Goal: Copy every line from the start of the records through the line that contains "[(408, 73)]", requests included, but scale each point coordinate in the answers by 1.25 and round to whole numbers, with halves rounded up. Leave the pictures out.

*** Supplied data ***

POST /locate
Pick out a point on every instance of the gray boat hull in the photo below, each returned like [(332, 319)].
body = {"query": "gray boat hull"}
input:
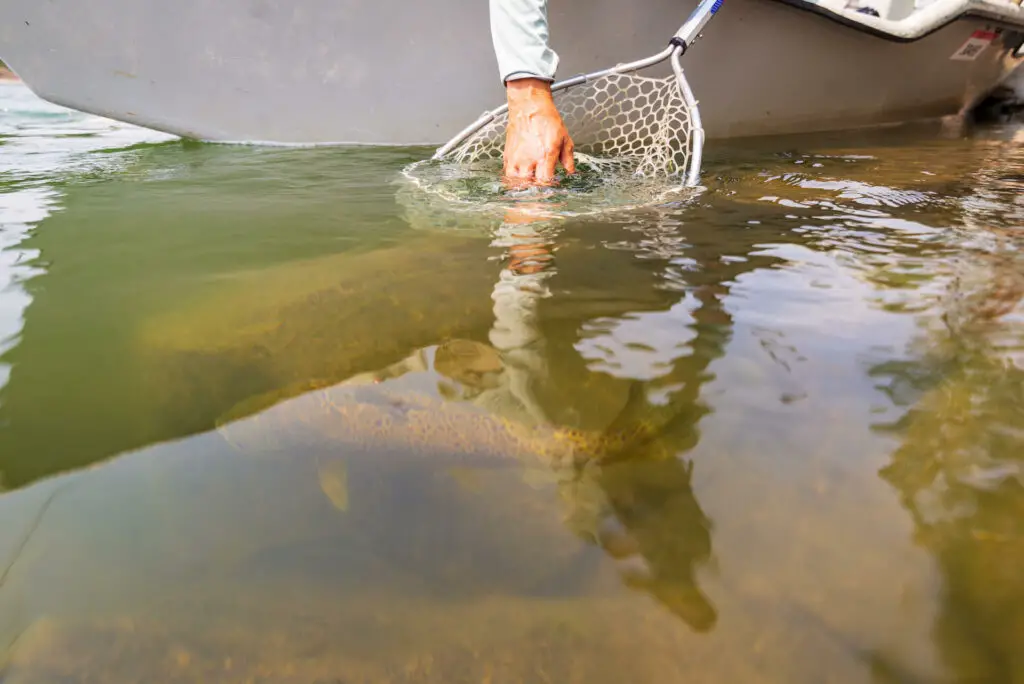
[(408, 73)]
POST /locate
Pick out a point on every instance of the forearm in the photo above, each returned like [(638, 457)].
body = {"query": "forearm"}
[(519, 32)]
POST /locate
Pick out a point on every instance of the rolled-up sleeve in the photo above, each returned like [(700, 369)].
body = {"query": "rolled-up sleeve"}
[(519, 31)]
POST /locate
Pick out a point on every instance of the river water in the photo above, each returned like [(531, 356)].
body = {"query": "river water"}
[(263, 418)]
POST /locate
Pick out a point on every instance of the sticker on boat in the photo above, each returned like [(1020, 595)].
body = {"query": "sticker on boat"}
[(974, 46)]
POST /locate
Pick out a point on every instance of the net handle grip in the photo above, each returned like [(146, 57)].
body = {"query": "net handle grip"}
[(695, 23)]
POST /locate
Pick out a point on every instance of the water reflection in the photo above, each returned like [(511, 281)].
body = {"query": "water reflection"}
[(960, 467), (324, 443)]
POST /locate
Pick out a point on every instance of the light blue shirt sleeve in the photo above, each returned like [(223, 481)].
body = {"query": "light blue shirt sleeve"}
[(519, 32)]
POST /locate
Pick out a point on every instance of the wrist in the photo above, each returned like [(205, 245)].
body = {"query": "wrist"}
[(526, 92)]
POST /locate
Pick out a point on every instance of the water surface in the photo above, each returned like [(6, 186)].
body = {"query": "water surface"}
[(266, 416)]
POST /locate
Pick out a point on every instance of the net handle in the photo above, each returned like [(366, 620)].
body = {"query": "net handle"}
[(677, 46)]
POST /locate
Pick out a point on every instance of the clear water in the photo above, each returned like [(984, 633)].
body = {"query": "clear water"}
[(262, 419)]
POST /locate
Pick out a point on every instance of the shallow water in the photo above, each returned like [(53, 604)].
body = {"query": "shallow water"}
[(265, 418)]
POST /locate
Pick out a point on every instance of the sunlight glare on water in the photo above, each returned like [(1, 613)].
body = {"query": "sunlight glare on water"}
[(269, 416)]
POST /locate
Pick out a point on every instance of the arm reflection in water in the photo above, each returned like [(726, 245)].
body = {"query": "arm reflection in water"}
[(637, 502)]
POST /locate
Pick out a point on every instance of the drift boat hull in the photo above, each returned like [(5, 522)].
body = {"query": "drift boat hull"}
[(406, 73)]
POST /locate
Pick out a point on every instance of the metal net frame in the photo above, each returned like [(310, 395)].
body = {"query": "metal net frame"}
[(623, 122), (619, 120)]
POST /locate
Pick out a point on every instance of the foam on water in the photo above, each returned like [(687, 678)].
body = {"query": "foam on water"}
[(473, 196)]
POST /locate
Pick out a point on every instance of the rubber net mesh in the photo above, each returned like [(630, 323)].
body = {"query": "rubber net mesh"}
[(623, 122)]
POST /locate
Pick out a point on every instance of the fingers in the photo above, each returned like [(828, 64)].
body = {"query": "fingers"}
[(567, 160), (546, 169)]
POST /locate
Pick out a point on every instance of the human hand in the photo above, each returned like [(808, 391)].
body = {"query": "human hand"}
[(537, 138)]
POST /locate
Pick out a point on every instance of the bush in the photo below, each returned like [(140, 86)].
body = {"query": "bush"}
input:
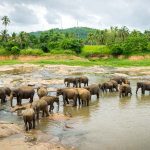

***

Completed task:
POST /locate
Pick out a point on every instance of the gray boat hull in the photo below, each returned like [(332, 319)].
body = {"query": "gray boat hull"}
input:
[(510, 91)]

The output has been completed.